### Direction
Quote exactly the lines running from the line with "Every instance of the metal" to the end of the entries, including both, and nothing else.

---------- Given data

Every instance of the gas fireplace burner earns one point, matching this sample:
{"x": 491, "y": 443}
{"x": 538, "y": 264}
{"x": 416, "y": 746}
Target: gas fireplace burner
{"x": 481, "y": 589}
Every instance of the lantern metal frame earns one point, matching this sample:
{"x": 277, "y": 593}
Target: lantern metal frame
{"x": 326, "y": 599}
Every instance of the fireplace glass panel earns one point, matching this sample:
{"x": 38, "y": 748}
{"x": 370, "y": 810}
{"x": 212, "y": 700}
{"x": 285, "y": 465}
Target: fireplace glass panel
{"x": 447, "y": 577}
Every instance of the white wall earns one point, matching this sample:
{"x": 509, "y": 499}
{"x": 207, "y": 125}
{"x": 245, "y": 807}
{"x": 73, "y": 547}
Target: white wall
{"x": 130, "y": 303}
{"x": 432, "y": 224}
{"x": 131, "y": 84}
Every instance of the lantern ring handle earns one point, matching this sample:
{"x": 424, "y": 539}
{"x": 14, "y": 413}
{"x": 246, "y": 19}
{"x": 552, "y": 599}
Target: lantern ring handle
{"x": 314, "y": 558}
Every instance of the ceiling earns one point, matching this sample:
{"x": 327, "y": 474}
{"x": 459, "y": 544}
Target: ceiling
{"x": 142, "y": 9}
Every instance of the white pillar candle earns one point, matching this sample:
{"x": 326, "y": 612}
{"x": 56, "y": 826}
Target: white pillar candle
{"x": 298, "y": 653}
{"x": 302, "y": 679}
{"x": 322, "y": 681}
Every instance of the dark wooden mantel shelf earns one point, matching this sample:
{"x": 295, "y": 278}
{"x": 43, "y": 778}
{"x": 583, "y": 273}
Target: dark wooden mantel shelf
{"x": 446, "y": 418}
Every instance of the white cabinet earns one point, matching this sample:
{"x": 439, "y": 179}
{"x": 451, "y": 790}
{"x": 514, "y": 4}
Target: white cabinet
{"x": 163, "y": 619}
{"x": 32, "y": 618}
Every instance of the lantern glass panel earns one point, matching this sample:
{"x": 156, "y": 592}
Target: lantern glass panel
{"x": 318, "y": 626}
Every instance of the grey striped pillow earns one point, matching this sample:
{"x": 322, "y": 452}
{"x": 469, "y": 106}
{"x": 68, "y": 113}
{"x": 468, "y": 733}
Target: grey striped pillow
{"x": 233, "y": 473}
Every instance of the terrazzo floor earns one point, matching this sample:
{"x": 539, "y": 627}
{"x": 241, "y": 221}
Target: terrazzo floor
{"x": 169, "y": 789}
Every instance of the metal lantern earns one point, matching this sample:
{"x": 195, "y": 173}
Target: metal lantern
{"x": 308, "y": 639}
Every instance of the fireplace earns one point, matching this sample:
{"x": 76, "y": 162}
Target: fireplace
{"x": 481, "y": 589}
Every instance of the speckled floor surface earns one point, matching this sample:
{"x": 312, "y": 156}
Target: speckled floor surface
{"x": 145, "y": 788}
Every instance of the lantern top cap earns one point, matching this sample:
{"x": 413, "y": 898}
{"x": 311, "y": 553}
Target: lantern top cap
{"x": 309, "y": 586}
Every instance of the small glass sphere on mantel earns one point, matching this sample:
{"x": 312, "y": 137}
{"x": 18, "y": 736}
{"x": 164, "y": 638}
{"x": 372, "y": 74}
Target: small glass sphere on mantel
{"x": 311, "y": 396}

--------------------

### Problem solution
Every instance of the metal lantern earns one point, matching this sample:
{"x": 195, "y": 173}
Target: metal lantern
{"x": 308, "y": 639}
Every instance of the fireplace earns one point, matching this sample:
{"x": 76, "y": 162}
Target: fireplace
{"x": 481, "y": 589}
Every instance of the speckled floor surface earns one point, matching this sample:
{"x": 312, "y": 156}
Target: speckled floor surface
{"x": 145, "y": 788}
Every instance of the lantern top cap earns one point, matching this sample:
{"x": 413, "y": 898}
{"x": 311, "y": 553}
Target: lantern top cap
{"x": 309, "y": 586}
Every instance of the small glass sphere on mantel earns one point, matching this sample:
{"x": 312, "y": 137}
{"x": 18, "y": 736}
{"x": 164, "y": 638}
{"x": 372, "y": 74}
Target: small glass sphere on mantel
{"x": 311, "y": 396}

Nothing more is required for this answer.